> [SUPPLIED TEXT]

-------

Privacy and Security

Big Data doesn't come without some caveats. Companies that collect and leverage Big Data can find that they can also have “toxic data” on their hands. For example, imagine a wireless company that is collecting machine data—who's logged onto which towers, how long they're online, how much data they're using, whether they're moving or staying still—that can be used to provide insight to user behavior. We've already heard negative publicity of a company that gathered additional user-generated data in the collection process—passwords, credit card numbers, social security numbers—that generated a firestorm of privacy concerns.

The potential correlations that can be drawn are seemingly limitless. If you collect enough data, you can start to correlate it so that it becomes possible for those with access to this data to have a very complete picture of customers, users, or other individuals. It's not so much the individual datum, but the ability to piece those together to form a very complete picture of a specific person. To a marketer or retailer, all of that information might be very useful, but it also represents potentially significant liability on the collector's part if the data is used inappropriately or is the subject of a data breach.

A major retailer learned this recently. In attempting to influence shopping patterns, the retailer analyzed their customers' shopping from purchase data. Analysis suggested that when a couple becomes pregnant, they are likely to shift their shopping patterns. So the retailer used data analytics to determine by correlation if particular customers were likely to be pregnant. Targeted advertisements were sent to those people as part of an effort to get them to come into the store.

That was fine until an irate father discovered, because of the marketing effort, that his teenage daughter was pregnant—something she had chosen not disclose to her father.

-------

> [DATA LISTING]
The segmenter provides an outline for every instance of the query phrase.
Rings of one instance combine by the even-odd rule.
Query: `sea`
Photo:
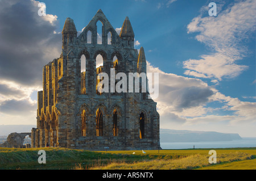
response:
[[[163,149],[197,148],[230,148],[256,147],[256,137],[243,137],[241,140],[225,141],[197,141],[160,142]]]

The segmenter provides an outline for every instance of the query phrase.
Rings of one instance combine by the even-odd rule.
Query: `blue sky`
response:
[[[6,24],[0,28],[5,50],[0,56],[0,124],[36,124],[42,68],[60,54],[58,33],[66,18],[73,19],[81,32],[101,9],[117,31],[129,16],[138,41],[135,48],[144,48],[148,71],[159,73],[160,95],[155,100],[161,128],[256,137],[254,1],[43,1],[44,17],[36,16],[38,1],[8,2],[0,7],[1,24]],[[211,2],[217,5],[216,16],[208,14]],[[10,30],[18,38],[9,36]],[[13,52],[11,45],[21,43],[20,36],[26,43]],[[28,60],[32,71],[24,65]],[[16,70],[22,75],[14,76]],[[7,109],[12,104],[15,110]]]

-------

> [ASSIGNMENT] Pick up the passage on Big Data privacy and security after its last sentence and continue it.

> [ANSWER FOR THE TASK]
So how far is too far when using Big Data tools to assemble customer profiles and to provide personalized services or marketing?  Just because a company has in its possession massive amounts of data to make use of doesn't necessarily mean that it needs to, or should.

Internal audit and compliance in its assurance activities can assist an organization in achieving the balance between useful targeting and activities that raise privacy concerns or other inappropriate uses that Big Data can motivate. Organizations need to be aware of and sensitive to privacy restrictions, and to be careful about aggregation and dissemination of this information.

Talent Management

Along with the organization itself, chief audit executives should be mindful that finding the right talent to analyze Big Data will be a significant challenge. Currently, most companies have a shortage of employees with strong statistical skills and a deep understanding of the company's business. Organizations will have to focus on data science, and on hiring statistical modelers, text-mining professionals, and specialists knowledgeable in sentiment analysis.

Without the right people, decisions based on automated reports and analysis from Big Data can prove faulty. Some believe that the talent gap has to do more with collaboration and bringing varying disciplines together. Implementation of Big Data is expected to build competence as the need for expertise is recognized. Internal audit shops should start identifying skill sets and competencies that can be recruited to supplement current use of data analysts.

Internal auditors can proceed cautiously as the power of Big Data is still in its early stages. However, companies are eyeing the tipping point when the value in Big Data exceeds the cost of obtaining that data. And that tipping point will arrive as the cost of tools comes down and the value becomes more apparent—auditors and other assurance professionals need to be ready.